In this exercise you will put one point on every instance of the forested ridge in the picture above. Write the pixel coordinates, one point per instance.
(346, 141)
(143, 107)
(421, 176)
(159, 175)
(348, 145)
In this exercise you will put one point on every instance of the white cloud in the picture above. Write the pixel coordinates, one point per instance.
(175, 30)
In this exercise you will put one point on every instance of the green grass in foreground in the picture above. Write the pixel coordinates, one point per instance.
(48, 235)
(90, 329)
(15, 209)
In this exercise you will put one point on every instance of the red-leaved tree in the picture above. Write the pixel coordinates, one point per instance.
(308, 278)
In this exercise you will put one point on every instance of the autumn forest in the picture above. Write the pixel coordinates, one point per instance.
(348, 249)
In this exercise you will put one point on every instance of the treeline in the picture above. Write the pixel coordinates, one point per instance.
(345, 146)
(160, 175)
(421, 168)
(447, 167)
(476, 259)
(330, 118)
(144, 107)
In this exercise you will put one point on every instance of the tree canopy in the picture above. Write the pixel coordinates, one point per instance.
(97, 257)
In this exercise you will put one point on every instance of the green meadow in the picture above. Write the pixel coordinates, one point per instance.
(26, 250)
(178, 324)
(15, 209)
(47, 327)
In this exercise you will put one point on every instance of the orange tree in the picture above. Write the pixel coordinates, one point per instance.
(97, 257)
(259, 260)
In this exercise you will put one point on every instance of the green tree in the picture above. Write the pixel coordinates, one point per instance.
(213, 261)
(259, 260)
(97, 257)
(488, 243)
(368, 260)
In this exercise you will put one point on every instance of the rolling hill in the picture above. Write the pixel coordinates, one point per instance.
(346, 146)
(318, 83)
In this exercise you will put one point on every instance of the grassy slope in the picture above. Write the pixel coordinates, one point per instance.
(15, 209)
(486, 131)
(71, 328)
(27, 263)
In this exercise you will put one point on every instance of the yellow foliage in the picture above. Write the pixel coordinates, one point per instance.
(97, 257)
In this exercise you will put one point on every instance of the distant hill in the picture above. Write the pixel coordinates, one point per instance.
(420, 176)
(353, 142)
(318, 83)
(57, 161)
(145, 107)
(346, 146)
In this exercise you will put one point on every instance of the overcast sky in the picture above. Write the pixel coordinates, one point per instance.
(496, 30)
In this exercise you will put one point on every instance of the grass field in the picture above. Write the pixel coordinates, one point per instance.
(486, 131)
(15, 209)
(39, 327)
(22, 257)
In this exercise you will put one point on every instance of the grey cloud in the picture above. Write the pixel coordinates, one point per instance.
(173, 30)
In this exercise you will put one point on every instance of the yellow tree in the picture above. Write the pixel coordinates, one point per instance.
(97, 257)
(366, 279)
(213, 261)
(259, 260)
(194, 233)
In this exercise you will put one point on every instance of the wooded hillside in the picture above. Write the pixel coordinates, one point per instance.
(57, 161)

* * *

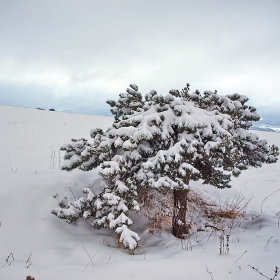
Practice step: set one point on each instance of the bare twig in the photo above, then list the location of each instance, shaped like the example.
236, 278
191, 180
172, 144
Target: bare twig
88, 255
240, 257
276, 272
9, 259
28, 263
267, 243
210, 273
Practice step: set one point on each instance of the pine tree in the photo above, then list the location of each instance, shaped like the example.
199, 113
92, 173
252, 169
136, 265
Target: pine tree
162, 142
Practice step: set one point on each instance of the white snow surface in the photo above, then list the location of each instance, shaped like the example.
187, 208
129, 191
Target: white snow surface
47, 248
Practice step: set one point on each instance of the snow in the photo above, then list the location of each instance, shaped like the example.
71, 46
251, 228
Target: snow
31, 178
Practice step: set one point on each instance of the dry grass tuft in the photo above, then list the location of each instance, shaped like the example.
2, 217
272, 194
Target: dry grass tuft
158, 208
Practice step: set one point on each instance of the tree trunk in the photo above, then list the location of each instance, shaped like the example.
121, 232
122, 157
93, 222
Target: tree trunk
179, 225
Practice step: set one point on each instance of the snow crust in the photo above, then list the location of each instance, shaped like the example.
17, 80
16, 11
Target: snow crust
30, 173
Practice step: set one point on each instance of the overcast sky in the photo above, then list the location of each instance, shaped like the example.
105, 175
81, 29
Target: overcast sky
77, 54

BRIEF → Only the lines holding "location" are wanted, so copy each of them from the material.

TASK RESULT →
Practice step: set one point on each instance of the bare twig in the photo above, then list the location of each instance, shaped like the example.
Practice step: set one point on each instance of the pine tree in the photo above, then list the location of each instance, shaped like the example.
Practice step: set one point on each instance of the white snow surface in the photo above, then list the location of each instance, shaped like the example.
Practice step: set one point on each instance of the snow in the photo above, then list the location of each instance, shaped like the example.
Practice step: set one point on each instance of the dry grass tuft in the photo above, then list the location of each instance, shaped like the example.
Practice step: set one point on each instance of the tree trunk in the photo above, then list the location of each instance, shaped like the example.
Practice step: set one point on each instance of the snow crust in the photo above, then list the location of each instance, shaped like the example.
Practice step: set one point on each instance of the overcast sky in the photo above, then list the location of each instance, shaped like the example.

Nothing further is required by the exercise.